*** Source extract ***
Those people are the American Best. They make my mail go 80 words per minute faster than eight seconds of a telephone call. I do send conventional mail by keyboarding it and printing it out from my color laser printer. I am blessed that I learned typewriting when I was 12 years old.
As someone working for a department in US State gov, it's a bit therapeutic to see someone having to interact with the particular kind of weird quirks state/fed systems and processes have.
@@PrograError This hits too close to my day job pains. 😭 Change in business process vs change in legacy system design. No one wants to be the one to change (understandably).
@@Jazzled hey at least just remember that even the almighty US military uses a jumbotron hard disk from the 60s, similar to the save icon you'd see in Word, GTA Vice City, if you were feeling despair of your management...
Lowest bidder/made in the 90’s?? Yep. It’s a quasi federal job but we still follow federal rules on purchasing. There’s chairs we got in the 60’s that are still in use.
I'd imagine this is a lot more difficult if you weren't raised in the US. It didn't occur to me until watching this, how much culture impacts place names, and by extension, what we expect places to be named. He says "you're not a sleuth, you key by the rules" but at some point, being able to tell what letter was written is a question of predicting the word.
This is probably one of the reasons the OCR tech can work so well, too: recognising just "ordinary free text" is a much harder problem than recognising something from the space of US addresses.
Like in that example that Tom got stuck on, Ft. Lauderdale. I would have gotten that one in a second because I grew up near there, I have been primed to know it means Fort Lauderdale, Florida.
@@evildude109 it's easy to miss, but on that one he actually knew it was Fort Lauderdale. His question was if he should correct it to "Fort" or leave it abbreviated as Ft.
*** End of Source extract ***
*** Given data ***
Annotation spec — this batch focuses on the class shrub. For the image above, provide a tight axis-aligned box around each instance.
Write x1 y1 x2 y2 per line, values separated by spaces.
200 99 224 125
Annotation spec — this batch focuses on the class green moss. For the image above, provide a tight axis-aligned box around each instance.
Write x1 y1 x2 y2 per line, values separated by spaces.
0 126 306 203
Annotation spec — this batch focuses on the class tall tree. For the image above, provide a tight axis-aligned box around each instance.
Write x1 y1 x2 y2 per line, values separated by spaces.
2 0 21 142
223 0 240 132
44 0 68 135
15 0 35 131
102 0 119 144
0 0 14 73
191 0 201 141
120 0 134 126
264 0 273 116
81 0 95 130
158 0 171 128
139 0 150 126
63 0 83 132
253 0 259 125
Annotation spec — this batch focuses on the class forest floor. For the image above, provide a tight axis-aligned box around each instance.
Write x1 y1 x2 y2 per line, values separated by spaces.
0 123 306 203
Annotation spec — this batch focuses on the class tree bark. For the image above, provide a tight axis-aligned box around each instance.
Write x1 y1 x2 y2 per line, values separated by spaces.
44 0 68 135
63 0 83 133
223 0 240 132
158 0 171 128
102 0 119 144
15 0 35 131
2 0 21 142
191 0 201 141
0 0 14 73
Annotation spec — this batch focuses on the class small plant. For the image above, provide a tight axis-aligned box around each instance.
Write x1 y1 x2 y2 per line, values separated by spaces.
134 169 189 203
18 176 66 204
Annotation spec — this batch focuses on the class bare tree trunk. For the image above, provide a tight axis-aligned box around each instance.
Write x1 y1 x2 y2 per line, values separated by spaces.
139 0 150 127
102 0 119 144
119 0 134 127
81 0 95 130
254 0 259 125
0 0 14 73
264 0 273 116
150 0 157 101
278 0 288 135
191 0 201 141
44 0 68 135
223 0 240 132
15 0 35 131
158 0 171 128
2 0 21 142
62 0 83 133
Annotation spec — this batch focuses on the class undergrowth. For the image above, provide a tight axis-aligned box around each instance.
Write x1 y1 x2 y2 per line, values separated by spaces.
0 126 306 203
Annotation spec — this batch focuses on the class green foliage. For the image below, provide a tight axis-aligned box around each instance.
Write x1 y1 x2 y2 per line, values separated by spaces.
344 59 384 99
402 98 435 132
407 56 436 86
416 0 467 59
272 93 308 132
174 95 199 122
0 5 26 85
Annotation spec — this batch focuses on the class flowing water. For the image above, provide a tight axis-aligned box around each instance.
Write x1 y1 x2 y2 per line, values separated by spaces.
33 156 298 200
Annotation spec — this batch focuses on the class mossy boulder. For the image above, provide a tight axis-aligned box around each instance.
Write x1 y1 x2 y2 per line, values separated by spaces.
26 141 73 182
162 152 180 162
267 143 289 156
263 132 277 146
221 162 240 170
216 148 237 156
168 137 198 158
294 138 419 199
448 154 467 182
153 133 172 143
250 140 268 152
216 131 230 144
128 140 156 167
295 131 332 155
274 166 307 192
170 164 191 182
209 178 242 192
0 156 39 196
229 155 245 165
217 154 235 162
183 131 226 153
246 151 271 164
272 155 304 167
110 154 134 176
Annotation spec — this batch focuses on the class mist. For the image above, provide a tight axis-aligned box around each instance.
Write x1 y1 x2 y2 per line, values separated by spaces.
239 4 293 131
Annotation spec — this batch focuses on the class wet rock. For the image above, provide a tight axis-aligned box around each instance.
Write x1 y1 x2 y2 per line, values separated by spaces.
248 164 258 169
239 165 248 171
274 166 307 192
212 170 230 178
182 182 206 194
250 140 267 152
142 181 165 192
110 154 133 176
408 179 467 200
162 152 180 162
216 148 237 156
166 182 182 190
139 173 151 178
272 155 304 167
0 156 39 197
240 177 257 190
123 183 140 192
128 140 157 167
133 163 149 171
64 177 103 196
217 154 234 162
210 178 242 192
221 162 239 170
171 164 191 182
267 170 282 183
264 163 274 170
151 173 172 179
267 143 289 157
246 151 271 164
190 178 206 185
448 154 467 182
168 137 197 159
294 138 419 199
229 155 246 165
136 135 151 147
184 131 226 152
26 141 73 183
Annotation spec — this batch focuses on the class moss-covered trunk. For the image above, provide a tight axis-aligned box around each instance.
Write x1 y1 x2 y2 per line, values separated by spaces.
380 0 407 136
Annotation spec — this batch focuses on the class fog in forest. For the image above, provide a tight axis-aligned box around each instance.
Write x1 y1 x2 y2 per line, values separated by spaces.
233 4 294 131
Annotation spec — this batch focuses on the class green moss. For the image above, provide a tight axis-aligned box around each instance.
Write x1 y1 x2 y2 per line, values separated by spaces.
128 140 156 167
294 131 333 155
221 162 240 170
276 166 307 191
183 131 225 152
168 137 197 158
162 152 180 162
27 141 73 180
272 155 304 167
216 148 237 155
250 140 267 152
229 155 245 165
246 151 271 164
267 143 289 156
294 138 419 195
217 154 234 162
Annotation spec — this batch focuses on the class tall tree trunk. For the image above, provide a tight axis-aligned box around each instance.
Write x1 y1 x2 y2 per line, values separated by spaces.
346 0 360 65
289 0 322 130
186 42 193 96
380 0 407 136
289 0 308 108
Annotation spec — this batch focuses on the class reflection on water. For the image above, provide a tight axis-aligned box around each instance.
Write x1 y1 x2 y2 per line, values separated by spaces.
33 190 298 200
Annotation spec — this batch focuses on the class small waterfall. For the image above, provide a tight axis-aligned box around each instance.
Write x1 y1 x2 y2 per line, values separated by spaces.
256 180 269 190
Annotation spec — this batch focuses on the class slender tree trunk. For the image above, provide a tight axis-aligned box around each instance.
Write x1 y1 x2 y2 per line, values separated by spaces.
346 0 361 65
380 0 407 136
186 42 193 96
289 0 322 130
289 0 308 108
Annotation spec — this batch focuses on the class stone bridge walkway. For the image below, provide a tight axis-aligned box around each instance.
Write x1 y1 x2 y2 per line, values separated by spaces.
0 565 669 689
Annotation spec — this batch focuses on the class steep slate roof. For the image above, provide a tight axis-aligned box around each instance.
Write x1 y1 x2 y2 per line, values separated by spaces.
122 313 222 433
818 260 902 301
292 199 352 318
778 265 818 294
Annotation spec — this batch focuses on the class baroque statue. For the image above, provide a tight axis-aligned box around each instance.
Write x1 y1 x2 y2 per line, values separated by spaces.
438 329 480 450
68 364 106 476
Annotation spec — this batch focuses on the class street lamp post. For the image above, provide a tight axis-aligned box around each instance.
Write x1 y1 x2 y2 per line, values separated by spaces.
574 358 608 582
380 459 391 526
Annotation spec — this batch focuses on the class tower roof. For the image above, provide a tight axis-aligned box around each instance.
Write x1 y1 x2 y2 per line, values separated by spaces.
*** End of Given data ***
### Your instructions
Continue the comment thread about hand-keying hard-to-read mail addresses, starting right after its last comment, with a few more comments in the same style.

### Response to this exercise
@@evildude109 Fort Lauderdale is one of those US places which somehow come up on international news on a regular basis. I'd easily have recognized "Ft. Lauderdale" as an abbreviation of "Fort Lauderdale" despite not even being a native speaker, I just wouldn't have been certain which state it was in off the top of my head - which wouldn't have mattered because it says "Florida" on the envelope. So this isn't exactly some kind of secret regional lore.
@@Taschenschieber That's likely due to international travelers to Florida regularly being the target of muggings in the 90's because they were easy to spot. It got so bad that some European news stations were airing "How to stay safe when vacationing in Florida" segments.
i worked at one of these facilities in the 90’s in texas. Our location processed all mail going in and out of colorado. You had to train for 2 weeks learning the short cuts for zip codes and street addresses. Once you started encoding real mail.. your computer was randomly monitored to check your accuracy. If, by the end of the month you had something like a 97% accuracy.. you would get a bonus. I was obsessed with being fast an accurate so I had a friend write a program in javascript that mimicked the program at work. I would practice for hours at home. all in all.. it was a fun job
Hell, I'd play that game for free. Have you ever played Papers Please? At it's heart it's about processing immigration paperwork and identifying discrepancies and errors (there's a story on top of that as well).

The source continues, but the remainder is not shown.